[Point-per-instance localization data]
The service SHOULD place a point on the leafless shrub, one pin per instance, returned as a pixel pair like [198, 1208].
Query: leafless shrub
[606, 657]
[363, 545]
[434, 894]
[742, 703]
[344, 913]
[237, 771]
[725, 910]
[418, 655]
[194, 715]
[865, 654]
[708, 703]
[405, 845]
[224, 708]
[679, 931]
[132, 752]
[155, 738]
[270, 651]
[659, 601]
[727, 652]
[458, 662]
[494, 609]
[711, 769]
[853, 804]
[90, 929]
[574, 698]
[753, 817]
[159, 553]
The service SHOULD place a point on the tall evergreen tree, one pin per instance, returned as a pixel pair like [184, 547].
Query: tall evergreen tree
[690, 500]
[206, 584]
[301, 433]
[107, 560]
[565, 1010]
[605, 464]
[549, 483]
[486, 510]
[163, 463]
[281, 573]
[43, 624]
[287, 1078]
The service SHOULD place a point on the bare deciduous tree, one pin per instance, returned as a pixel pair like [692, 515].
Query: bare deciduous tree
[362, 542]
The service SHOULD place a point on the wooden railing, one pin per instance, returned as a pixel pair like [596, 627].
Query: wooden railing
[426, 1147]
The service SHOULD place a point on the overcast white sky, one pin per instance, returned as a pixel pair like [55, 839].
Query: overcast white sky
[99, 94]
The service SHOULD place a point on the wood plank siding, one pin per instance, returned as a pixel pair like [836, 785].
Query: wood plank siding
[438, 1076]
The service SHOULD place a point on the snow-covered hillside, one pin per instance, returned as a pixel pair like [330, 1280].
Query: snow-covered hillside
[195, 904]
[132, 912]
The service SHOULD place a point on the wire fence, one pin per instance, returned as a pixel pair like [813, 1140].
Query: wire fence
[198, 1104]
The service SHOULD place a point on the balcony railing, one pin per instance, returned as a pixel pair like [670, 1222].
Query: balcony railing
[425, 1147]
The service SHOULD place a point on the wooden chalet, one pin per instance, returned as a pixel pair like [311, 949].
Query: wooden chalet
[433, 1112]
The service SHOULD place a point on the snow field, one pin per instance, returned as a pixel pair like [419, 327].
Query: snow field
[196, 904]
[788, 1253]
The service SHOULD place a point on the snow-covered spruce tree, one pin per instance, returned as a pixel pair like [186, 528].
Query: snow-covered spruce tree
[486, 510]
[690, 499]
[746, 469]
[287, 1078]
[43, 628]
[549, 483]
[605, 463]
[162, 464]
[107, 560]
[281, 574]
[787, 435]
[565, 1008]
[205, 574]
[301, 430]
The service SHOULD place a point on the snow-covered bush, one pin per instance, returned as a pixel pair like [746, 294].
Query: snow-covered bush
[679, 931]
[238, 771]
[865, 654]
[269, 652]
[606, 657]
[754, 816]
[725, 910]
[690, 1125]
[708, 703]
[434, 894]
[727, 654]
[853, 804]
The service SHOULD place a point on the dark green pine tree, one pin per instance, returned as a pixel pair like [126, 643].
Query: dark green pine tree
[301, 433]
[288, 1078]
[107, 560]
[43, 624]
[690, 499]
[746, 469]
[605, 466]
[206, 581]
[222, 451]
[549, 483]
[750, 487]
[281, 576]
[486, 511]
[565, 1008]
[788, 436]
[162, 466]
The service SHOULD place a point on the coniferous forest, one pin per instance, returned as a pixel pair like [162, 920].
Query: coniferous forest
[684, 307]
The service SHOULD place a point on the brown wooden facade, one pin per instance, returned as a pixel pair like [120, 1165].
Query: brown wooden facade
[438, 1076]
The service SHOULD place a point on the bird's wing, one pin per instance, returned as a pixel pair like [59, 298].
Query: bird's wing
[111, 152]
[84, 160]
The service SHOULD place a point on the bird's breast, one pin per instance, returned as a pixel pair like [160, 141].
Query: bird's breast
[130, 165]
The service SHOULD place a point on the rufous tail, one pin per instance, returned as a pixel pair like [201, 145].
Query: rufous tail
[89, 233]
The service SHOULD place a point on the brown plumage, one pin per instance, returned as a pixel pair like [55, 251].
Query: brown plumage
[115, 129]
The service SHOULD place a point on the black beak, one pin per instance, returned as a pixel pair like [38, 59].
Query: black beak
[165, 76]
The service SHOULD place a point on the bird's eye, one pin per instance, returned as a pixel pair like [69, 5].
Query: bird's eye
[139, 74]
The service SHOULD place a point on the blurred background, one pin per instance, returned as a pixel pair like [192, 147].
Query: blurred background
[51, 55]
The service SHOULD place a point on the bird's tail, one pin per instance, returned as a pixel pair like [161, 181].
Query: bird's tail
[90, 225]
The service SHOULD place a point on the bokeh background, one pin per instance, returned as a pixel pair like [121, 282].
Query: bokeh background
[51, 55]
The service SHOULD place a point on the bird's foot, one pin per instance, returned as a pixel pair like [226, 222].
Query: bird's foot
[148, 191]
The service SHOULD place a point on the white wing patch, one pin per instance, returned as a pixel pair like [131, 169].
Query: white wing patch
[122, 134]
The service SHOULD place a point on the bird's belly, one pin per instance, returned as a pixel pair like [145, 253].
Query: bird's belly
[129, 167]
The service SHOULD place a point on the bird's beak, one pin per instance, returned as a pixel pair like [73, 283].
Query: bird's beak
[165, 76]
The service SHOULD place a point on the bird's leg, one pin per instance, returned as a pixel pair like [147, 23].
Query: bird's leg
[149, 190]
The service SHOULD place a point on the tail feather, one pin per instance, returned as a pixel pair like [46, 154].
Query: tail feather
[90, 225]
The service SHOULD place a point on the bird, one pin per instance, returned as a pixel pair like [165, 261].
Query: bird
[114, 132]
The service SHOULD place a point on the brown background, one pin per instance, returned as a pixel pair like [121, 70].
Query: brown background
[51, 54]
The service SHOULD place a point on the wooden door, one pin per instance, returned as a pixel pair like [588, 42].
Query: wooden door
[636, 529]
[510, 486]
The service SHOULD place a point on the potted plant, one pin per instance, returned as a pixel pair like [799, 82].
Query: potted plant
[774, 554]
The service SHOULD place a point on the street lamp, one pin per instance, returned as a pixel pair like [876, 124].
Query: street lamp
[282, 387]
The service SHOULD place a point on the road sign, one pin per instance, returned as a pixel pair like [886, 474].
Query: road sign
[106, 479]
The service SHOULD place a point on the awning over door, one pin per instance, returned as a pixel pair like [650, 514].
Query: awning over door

_ACTION ITEM_
Please return only the lines from the one that contains "The service SHOULD place a point on the bird, one" through the final line of the entries, each exactly as written.

_RESULT FOR THIS TASK_
The service SHOULD place a point on the bird, one pin per instance, returned as a pixel pair like [165, 261].
Query: bird
[114, 132]
The service SHOULD place a point on the brown background, one pin per instance, returned as a pixel pair like [121, 70].
Query: brown background
[51, 54]
The service SHOULD place a point on the wooden door, one pin per instance, returned as a pixel pair like [588, 42].
Query: wooden door
[636, 529]
[510, 486]
The service SHOULD place a point on the potted plant, one pin per instance, returned as a pixel pair like [799, 82].
Query: potted plant
[774, 554]
The service SHOULD place a point on the street lamp, one pin per instance, returned as a pixel pair like [876, 124].
Query: street lamp
[282, 387]
The service SHOULD place a point on the road sign, one pin per instance, returned as a pixel pair like [886, 474].
Query: road sign
[106, 479]
The service SHOULD place a point on the awning over door, one pin per instance, returned as a pixel pair like [650, 514].
Query: awning over door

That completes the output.